**Your goal**:
Rewrite every line from the one containing "Would you kindly indicate the blurred" up to and including the last line of the rows, keeping the requests, and offset each coordinate in the answers by adding 150 to it.

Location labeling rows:
_ _ _ _ _

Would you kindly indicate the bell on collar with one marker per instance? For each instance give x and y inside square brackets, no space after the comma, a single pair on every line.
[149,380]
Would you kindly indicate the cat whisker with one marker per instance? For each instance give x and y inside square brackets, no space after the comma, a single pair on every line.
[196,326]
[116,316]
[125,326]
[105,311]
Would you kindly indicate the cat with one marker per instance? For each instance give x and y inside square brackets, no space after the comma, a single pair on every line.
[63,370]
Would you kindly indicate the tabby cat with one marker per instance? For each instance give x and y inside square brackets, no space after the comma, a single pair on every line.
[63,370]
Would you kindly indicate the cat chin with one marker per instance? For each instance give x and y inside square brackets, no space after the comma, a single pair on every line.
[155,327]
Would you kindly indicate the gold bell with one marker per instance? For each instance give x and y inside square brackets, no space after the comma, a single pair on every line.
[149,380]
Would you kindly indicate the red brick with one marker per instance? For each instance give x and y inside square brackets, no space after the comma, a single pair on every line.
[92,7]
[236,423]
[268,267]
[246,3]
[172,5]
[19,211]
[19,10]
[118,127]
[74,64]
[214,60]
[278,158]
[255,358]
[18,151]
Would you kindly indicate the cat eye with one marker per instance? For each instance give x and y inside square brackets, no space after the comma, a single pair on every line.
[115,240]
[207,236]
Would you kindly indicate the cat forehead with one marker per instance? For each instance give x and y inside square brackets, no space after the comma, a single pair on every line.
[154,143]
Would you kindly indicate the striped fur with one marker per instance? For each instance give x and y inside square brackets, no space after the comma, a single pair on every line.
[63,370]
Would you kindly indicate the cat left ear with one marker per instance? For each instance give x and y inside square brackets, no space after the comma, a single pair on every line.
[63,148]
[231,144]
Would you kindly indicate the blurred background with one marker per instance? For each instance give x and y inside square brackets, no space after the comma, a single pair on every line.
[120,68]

_ _ _ _ _

**The result**:
Would you kindly indicate the blurred background with one marker per instance? For each instance give x and y inside square brackets, no space after the comma, a single pair on every line.
[270,218]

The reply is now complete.